## Given instruction
Reproduce the records below word for word, starting at the line that contains "of the blonde" and continuing through the end of the records, both ends included.

## Coordinate annotation entries
----------------

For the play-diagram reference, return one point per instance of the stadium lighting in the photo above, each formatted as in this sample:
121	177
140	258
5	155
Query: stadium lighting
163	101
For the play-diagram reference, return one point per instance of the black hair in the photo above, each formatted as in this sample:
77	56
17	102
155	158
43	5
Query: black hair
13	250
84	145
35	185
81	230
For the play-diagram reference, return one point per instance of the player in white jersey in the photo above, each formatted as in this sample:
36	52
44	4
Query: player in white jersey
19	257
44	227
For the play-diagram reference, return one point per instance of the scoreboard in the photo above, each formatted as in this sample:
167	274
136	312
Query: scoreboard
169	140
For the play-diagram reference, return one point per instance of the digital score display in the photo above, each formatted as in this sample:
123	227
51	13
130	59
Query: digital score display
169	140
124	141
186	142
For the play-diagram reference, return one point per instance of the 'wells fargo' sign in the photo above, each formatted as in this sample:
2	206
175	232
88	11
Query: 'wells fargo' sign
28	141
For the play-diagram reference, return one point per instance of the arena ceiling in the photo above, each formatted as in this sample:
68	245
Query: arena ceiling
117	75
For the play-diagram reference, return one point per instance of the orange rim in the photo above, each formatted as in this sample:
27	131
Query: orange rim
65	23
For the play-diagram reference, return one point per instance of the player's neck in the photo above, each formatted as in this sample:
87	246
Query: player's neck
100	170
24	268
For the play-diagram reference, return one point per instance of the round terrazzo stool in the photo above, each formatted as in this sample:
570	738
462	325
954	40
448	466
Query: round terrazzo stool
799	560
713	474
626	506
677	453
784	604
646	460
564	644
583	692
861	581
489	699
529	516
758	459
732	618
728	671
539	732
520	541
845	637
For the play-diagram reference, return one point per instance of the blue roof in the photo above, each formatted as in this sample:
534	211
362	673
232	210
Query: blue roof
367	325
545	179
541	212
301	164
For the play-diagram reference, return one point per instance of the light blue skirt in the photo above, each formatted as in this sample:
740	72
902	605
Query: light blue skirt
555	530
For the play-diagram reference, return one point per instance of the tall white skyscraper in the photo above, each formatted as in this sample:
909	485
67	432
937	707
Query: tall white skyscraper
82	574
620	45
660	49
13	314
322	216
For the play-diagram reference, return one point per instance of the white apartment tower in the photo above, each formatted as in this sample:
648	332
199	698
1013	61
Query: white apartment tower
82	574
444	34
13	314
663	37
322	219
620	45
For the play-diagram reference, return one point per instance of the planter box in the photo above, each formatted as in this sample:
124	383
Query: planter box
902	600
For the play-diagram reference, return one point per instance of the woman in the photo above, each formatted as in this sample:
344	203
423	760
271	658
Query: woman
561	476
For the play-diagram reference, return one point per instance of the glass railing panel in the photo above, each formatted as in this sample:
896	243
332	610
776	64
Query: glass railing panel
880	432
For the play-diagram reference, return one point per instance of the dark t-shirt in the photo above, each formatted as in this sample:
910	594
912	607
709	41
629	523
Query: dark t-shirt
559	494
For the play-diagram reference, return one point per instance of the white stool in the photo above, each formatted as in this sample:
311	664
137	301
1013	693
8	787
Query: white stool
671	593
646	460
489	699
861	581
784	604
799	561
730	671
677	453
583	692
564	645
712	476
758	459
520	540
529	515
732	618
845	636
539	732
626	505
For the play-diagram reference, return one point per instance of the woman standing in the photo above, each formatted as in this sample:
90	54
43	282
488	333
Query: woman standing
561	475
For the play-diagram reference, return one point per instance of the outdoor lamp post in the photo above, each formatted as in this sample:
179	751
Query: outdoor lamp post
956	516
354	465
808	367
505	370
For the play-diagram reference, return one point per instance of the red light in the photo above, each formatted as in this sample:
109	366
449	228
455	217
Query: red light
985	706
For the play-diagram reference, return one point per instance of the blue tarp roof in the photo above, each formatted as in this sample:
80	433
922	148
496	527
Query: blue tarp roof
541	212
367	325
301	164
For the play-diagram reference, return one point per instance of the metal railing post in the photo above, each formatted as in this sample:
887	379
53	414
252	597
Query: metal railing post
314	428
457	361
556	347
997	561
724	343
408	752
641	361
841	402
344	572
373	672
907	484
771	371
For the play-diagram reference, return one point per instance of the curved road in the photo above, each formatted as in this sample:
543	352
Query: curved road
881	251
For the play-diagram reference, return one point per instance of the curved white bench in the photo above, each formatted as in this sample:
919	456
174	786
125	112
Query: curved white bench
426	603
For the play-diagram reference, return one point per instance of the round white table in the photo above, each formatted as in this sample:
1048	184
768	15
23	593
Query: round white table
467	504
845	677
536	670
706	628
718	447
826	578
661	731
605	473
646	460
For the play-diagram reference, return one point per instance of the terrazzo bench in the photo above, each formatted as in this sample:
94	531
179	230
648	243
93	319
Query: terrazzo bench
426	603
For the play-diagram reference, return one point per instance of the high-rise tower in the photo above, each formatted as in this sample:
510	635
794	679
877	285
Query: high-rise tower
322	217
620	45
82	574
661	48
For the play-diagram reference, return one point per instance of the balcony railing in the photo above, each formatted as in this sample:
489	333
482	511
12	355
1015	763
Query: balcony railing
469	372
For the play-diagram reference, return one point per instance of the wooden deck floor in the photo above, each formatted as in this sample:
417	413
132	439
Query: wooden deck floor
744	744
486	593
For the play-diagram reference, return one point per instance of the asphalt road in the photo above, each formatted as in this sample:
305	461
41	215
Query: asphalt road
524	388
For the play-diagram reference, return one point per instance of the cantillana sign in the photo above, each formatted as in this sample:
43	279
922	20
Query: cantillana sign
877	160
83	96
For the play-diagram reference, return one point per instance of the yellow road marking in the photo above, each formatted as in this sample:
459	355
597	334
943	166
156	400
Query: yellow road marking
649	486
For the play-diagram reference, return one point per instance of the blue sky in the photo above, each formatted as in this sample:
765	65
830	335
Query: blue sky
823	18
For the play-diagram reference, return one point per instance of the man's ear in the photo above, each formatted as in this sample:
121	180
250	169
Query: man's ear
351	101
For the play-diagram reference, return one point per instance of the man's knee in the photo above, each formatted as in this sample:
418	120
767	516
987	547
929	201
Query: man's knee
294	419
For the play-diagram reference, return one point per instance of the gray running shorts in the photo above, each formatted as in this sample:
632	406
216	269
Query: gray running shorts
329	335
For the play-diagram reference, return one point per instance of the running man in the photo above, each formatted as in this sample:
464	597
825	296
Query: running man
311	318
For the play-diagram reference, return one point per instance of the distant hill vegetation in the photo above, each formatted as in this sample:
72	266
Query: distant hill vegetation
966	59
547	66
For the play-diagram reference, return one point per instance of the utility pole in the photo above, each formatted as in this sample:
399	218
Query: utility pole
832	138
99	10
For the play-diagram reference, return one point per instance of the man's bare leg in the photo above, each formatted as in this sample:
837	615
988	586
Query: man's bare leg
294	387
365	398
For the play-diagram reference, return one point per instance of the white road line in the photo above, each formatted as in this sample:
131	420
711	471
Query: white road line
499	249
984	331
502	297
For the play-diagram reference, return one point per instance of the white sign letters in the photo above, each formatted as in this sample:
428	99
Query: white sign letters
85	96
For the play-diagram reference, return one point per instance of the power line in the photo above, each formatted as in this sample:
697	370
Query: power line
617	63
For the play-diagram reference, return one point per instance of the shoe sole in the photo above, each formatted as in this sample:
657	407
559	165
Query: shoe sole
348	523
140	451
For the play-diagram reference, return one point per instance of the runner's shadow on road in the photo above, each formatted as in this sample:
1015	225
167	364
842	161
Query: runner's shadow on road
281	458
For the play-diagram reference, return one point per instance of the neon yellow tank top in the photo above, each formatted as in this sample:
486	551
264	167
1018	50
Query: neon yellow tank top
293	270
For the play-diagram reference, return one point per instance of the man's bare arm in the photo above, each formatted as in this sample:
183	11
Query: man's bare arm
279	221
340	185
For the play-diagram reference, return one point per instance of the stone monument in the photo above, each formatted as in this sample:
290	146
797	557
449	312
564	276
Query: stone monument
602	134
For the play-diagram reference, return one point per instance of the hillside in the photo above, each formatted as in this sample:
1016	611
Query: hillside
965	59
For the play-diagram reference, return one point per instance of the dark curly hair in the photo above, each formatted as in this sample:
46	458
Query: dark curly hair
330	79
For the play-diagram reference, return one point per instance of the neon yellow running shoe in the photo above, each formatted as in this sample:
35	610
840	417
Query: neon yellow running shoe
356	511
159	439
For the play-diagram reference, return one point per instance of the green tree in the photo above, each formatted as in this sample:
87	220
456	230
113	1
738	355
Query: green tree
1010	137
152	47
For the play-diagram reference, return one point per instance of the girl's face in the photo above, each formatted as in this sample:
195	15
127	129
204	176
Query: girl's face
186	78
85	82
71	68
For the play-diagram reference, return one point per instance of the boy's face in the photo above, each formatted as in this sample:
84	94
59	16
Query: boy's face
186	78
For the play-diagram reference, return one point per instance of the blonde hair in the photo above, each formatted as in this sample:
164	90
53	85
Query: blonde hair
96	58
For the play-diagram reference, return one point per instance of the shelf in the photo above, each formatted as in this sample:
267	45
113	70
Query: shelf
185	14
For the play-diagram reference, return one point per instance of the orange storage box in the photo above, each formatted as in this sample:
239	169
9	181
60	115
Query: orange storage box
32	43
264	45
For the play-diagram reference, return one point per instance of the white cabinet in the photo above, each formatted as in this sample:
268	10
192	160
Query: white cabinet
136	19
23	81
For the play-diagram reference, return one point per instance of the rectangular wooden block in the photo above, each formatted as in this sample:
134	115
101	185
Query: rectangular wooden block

----------------

## Worked answer
For the play-diagram reference, return one point per instance of the blonde hair in the photo above, each formatted as in this sample:
164	90
53	85
Query: blonde hair
96	58
For the play-diagram reference, return one point per instance of the shelf in the photo above, each formatted as in this sample:
267	45
113	70
Query: shelf
185	14
For the play-diagram reference, return one point per instance of the orange storage box in the photo above, each formatted as in this sample:
239	169
9	181
60	115
Query: orange storage box
32	43
264	45
For the play-diagram reference, return one point per instance of the white cabinet in the photo above, each formatted as in this sample:
268	10
192	160
Query: white cabinet
136	19
23	81
For the play-diagram reference, return one point per instance of the rectangular wooden block in the photo above, each formatted as in this sample:
134	115
101	185
Query: rectangular wooden block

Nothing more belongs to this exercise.